EXTRAIT CHOISI
--------------------

Stockage des déchets : le rôle des microbes épurateurs
Dans les installations de stockage, les déchets sont dégradés en absence d’oxygène suivant une série de réactions réalisées par des microbes. Les scientifiques du Cemagref cherchent à identifier chacun d’eux et à comprendre leur fonction dans le processus de dégradation. Grâce aux avancées obtenues, les microbes épurateurs livrent peu à peu leurs secrets et il devient possible d’orienter et d’intensifier les réactions, afin de valoriser les déchets sous forme de biogaz, source d’énergie renouvelable (EnR)...
Le monde des microbes de l’environnement, tels ceux qui épurent les eaux usées ou dégradent les déchets, reste encore peu connu. Cependant, les progrès techniques d’analyse microbienne réalisés ces dernières années permettent aujourd’hui d’en explorer la complexité. En France, les équipes du Cemagref et leurs partenaires du projet ANR ECCO figurent parmi les équipes les plus en pointe dans ce domaine. Depuis 2003, elles déterminent la fonction des microorganismes impliqués dans les processus de dégradation en absence d’oxygène, en combinant des techniques de marquage isotopique et de microbiologie moléculaire. Les chercheurs identifient les différentes bactéries impliquées dans la dégradation de la cellulose, choisie comme molécule modèle, au sein des installations de stockage de déchets ménagers et la production de méthane sous forme de biogaz potentiellement valorisable.

--------------------

CONSIGNES
- A) Dans le texte sur le stockage des déchets, quelle molécule les chercheurs ont-ils choisie comme molécule modèle ?
- B) Poursuivez le texte sur le rôle des microbes dans le stockage des déchets à partir de sa dernière phrase.
Les lignes qui suivent constituent un contenu indépendant du texte.

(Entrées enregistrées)
--------------------

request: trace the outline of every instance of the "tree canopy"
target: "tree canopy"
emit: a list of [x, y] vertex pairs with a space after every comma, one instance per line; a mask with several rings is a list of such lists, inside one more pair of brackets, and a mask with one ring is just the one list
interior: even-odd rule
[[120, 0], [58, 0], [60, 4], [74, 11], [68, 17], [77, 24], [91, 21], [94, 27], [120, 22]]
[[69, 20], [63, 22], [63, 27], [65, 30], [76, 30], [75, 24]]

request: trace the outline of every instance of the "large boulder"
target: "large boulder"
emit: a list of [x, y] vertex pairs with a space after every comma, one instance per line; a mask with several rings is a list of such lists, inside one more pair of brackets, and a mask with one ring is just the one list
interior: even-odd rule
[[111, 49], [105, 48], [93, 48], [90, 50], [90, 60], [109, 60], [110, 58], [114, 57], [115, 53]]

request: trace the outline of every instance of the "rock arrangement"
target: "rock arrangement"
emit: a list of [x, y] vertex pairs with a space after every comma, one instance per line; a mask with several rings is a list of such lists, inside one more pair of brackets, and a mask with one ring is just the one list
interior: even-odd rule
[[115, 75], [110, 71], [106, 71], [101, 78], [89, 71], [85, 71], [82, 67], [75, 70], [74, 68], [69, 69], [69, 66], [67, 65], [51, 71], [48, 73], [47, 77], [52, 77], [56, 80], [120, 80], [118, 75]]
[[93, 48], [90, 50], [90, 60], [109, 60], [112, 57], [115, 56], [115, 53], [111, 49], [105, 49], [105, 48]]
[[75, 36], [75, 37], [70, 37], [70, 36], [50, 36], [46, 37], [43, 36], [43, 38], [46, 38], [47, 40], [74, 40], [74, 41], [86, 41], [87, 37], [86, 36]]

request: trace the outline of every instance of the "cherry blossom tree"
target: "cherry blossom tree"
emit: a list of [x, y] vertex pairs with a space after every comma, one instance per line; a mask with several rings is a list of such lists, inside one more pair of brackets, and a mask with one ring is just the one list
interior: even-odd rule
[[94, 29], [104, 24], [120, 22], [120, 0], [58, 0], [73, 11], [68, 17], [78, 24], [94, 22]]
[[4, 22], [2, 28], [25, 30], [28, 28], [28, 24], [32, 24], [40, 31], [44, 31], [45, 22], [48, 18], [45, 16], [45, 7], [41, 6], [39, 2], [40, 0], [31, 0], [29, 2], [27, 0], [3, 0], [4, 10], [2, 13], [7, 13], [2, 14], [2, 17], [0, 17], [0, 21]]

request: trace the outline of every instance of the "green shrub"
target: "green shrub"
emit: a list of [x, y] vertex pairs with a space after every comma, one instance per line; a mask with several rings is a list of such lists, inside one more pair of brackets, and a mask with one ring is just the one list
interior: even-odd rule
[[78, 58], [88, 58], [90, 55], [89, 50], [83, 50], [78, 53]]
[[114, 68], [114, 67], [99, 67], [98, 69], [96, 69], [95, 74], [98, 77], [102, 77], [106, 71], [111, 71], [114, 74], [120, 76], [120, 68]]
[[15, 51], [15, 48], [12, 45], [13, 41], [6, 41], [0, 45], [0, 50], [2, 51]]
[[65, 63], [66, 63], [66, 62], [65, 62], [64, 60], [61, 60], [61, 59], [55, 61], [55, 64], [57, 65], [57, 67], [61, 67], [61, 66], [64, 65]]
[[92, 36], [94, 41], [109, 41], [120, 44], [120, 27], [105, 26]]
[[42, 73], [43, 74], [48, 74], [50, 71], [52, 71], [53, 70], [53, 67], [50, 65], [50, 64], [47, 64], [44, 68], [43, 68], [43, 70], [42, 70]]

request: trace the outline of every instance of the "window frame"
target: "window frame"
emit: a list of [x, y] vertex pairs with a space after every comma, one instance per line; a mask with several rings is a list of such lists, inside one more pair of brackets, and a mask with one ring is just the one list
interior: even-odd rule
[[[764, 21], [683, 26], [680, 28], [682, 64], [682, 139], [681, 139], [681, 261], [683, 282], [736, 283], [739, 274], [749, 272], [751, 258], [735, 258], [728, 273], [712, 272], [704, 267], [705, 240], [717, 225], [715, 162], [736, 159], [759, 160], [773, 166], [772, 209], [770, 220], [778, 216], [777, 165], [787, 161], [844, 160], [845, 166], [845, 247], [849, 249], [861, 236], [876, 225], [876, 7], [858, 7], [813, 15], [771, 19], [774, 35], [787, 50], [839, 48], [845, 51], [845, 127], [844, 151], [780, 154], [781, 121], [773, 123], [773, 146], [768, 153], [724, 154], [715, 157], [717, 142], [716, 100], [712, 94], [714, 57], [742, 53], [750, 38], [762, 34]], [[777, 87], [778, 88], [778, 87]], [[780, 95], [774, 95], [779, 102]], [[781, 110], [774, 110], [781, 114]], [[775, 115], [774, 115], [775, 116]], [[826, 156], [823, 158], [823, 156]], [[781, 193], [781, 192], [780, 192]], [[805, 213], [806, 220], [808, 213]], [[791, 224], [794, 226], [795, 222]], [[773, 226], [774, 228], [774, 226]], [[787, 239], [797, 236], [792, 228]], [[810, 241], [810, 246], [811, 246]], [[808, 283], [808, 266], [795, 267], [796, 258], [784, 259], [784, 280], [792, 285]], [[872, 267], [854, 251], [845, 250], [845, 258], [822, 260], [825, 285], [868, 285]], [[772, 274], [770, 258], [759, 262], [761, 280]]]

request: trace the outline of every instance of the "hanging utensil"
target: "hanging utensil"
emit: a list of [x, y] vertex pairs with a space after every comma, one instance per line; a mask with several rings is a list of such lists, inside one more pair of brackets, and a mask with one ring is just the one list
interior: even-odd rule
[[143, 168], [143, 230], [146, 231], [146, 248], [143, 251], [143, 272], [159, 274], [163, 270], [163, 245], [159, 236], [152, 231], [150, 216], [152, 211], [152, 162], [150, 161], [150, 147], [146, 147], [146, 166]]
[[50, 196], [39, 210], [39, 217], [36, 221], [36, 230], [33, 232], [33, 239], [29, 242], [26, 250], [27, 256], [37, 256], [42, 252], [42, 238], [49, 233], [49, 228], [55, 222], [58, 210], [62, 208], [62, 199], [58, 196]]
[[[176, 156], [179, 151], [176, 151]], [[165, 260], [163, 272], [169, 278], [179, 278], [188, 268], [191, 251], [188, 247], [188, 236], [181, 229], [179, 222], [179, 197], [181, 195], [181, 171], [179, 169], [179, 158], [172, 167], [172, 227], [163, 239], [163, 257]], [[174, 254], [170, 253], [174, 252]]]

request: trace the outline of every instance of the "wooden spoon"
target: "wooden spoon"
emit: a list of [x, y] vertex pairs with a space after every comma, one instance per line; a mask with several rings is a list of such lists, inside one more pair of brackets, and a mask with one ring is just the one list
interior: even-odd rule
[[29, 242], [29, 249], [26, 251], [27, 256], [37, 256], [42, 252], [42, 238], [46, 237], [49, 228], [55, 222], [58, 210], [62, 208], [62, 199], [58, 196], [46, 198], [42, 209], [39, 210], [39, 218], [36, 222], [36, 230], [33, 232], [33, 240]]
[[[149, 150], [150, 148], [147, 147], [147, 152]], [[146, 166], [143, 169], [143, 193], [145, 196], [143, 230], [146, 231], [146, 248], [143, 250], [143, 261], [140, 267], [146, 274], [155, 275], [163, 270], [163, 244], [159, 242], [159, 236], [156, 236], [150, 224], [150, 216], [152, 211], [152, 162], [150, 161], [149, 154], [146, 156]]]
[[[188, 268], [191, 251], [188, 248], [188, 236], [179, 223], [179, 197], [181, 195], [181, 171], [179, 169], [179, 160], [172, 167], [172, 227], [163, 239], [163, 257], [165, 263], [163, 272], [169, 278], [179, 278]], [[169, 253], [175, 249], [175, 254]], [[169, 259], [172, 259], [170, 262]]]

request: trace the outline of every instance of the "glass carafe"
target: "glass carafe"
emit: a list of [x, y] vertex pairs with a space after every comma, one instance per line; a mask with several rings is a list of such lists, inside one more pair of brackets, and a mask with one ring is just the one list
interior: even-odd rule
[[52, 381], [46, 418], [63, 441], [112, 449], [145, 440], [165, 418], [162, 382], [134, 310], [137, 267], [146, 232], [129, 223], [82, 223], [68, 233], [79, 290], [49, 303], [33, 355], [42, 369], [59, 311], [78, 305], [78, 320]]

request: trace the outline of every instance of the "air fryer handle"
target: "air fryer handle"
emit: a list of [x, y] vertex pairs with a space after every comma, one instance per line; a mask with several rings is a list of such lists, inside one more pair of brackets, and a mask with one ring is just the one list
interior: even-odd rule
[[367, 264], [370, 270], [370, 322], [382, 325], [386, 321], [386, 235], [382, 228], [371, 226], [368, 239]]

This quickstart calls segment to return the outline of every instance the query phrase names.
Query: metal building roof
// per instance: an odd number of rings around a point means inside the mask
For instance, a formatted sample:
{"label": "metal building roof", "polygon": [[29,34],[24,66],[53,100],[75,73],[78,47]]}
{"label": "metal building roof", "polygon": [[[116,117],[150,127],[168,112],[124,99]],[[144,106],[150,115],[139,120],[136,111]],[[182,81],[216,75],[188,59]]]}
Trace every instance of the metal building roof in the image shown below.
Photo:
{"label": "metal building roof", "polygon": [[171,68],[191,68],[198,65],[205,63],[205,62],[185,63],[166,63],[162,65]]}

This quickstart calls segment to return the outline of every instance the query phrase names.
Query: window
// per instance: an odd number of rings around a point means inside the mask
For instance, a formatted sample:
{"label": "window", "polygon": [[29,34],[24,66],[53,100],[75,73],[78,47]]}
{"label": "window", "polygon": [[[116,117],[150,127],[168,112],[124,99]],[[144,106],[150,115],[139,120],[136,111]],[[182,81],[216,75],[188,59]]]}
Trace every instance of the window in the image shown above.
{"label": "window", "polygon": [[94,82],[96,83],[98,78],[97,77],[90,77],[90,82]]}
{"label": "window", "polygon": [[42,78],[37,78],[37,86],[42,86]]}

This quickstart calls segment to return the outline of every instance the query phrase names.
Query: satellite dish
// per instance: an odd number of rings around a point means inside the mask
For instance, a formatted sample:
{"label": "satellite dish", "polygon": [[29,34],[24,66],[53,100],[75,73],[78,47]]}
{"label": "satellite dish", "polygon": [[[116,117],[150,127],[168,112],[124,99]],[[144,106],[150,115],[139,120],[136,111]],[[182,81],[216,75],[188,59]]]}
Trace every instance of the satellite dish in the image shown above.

--------------------

CORRIGÉ
- A) La cellulose.

- B)
La cellulose, marquée par un isotope stable, le carbone 13 (13C), est assimilée par les microbes qui la dégradent. Ce 13C entre ainsi dans la composition de leur ADN. Une fois isolé, celui-ci permet d’établir la carte d’identité des micro-organismes impliqués dans la dégradation. Les équipes du Cemagref déterminent ensuite plus précisément leur fonction en mesurant le taux de 13C absorbé, cellule par cellule. Couplée à des modèles mathématiques, cette mesure révèle le rôle de chaque groupe de microorganismes au sein du processus de dégradation de la cellulose. L’étape d’hydrolyse en particulier, relève des bactéries du groupe Acetivibrio. Le couplage maîtrisé entre les techniques isotopiques et moléculaires ouvre ainsi la perspective d’orienter les fonctions bactériennes au sein des systèmes.
Il peut également s’appliquer à d’autres domaines, tels que l’épuration et la biodégradation des sols, ou servir à mieux comprendre le vivant et le copier. Des milliers d’années de sélection naturelle ont en effet permis aux ruminants et aux termites de développer une flore intestinale 10 fois plus efficace qu’un digesteur industriel pour dégrader la cellulose ! Comparer les performances de ces deux systèmes et identifier ce qui explique ces différences est un autre pan du projet. Ces travaux, qui visent à améliorer le rendement de la dégradation des déchets, font déjà l’objet de collaboration avec les industriels de la filière.